> [Actions to take]
• A. Decide whether each statement agrees with the campaign commentary, answering yes or no and quoting the words of the commentary that settle it: (i) Jim Murphy became Scottish leader partly because of his campaign across Scotland in the independence referendum; (ii) Gordon Brown declined to speak with Gillian Duffy; (iii) Sharon Storer confronted Tony Blair at the end of a visit.
• B. Retype everything in the campaign commentary from "A news vacuum" down to "at their leaders.", keeping every word and punctuation mark unchanged.

> [Reading text]
======

Strategists fear the voters, so they stage tightly controlled events, away from the truculent public. Junior staffers fear any slight mishap that might make the news, so even the most minor decision is dictated by a safety first doctrine.
And Ed Miliband and David Cameron fear everything and anything, otherwise they would not accept the counsel of caution from their advisers which shackles all that they do.
The result is an arid campaign, a dismal parade of media moments contrived for broadcasters that lack the incident and passion to galvanise anybody but the already committed.
A news vacuum is developing. The manifesto launches commanded attention earlier in the week, but now what?
The front pages are already drifting away from the election. Soon, as is always the way in politics, this lacuna will be filled with the grumbles of worried candidates and plotting leadership contenders, taking aim at their leaders.
It doesn’t have to be this way. For the party bosses running the party campaigns, there is an alternative.
1992, which has already provided much of the template for this contest, also offers a lesson in how to fill that vacuum without the need to scramble out new half-baked policy announcements dreamt up the night before or to escalate the ferocity of personal attacks to shock a path into the news.
Imagine if one or more of the party leaders took a leaf out of John Major’s book and didn’t just do managed Q&As with pre-vetted, politically emasculated supporters, but actually went out to meet the British public on the high street, in the shopping centre and at the market.
If they went to where the public are, rather than hiding in a hall ringed with security, put down a soapbox, stood on it and spoke to real voters.
Jim Murphy is Scottish leader in no small part because of his one man campaign across Scotland in the independence referendum, speaking to the Scottish public from atop his Irn Bru crate.
There were baying nationalist mobs, protesters, eggs, but also, fabulous pictures for print and broadcast, personal guts and raw emotion.
The plaudits from journalists or every persuasion – right, left, nationalist and unionist – after the clip below was shared were extraordinary. It’s hard not admire Jim Murphy’s passion, resilience and commitment.
The conventional political wisdom is that a chance encounter that goes wrong could become the defining image of the election. Sharon Storer confronting Tony Blair in 2001 or Gillian Duffy with Gordon Brown are the obvious examples.
But as so often, the conventional wisdom is just bad judgement disguised as sage caution.
The challenge for the politician in encounters with angry voters like Sharon Storer or Gillian Duffy is not what is said to them, but how they respond.
Sharon Storer button-holed Tony Blair as he was starting a visit. The schedules the leaders’ have are incredibly tightly managed and the job of the team around them is to try to stick to the timetable. That means ushering the principal through the mob to the anointed point.
The options for an involved conversation in the middle of a scrum that is being moved on by the staffers and security detail, are remote. This was the problem in that exchange.
Gordon Brown did take the time to speak with Gillian Duffy in some detail and actually dealt with her various complaints reasonably effectively. The problem for Brown was what he said while still connected to Sky’s microphone, in the car afterwards.
More than anything else, the sight of a party leader, genuinely engaging with members of the public and standing their ground would demonstrate the types of leaderly qualities that an aspiring prime minister should display.

======

> [Provided material]

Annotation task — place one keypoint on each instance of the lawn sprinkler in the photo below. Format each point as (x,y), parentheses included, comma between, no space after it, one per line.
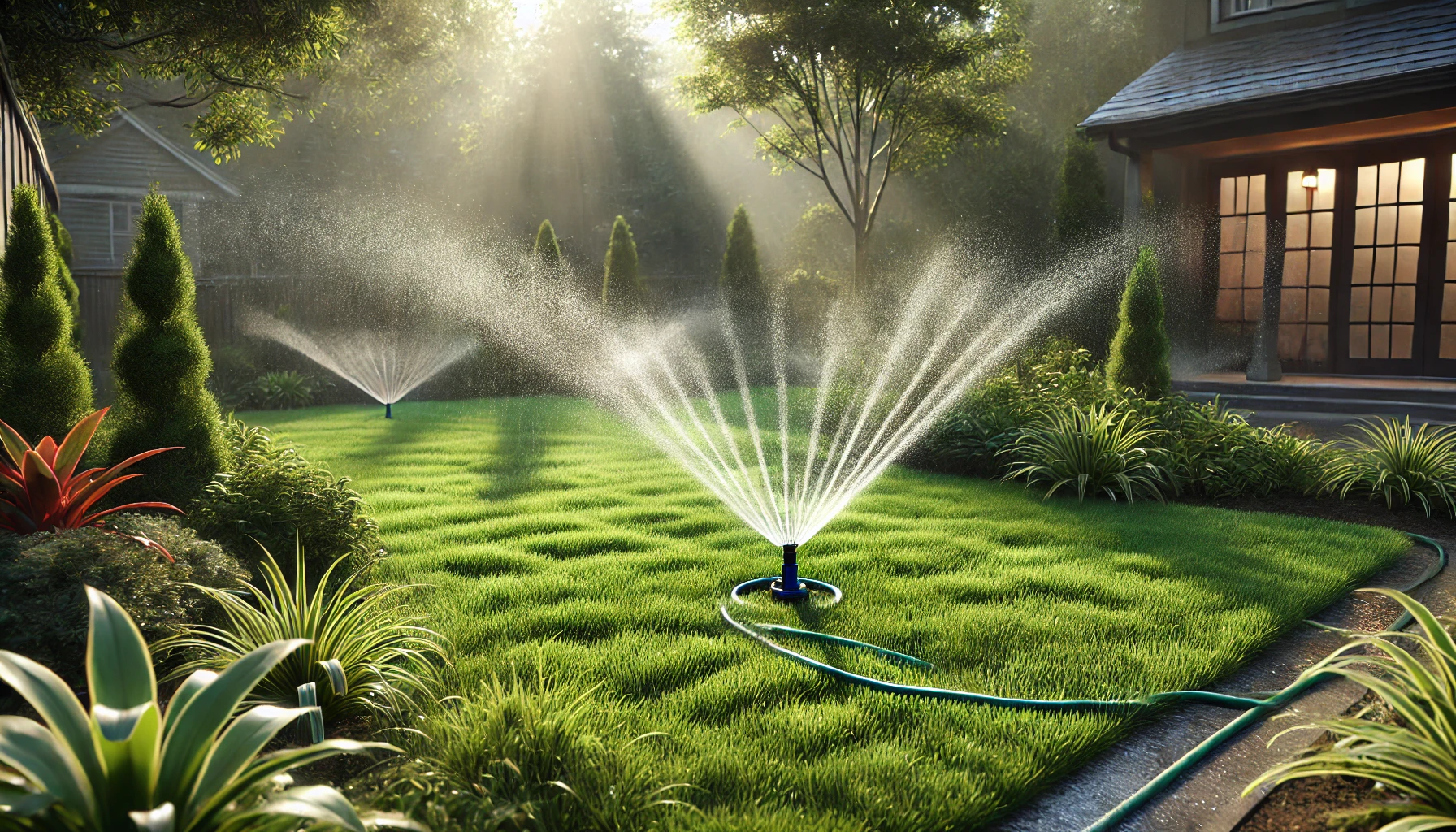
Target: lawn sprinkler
(788,586)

======

> [Solutions per task]
• A.
(i) Yes: "Jim Murphy is Scottish leader in no small part because of his one man campaign across Scotland in the independence referendum"
(ii) No: "Gordon Brown did take the time to speak with Gillian Duffy in some detail"
(iii) No: "Sharon Storer button-holed Tony Blair as he was starting a visit."

• B.
A news vacuum is developing. The manifesto launches commanded attention earlier in the week, but now what?
The front pages are already drifting away from the election. Soon, as is always the way in politics, this lacuna will be filled with the grumbles of worried candidates and plotting leadership contenders, taking aim at their leaders.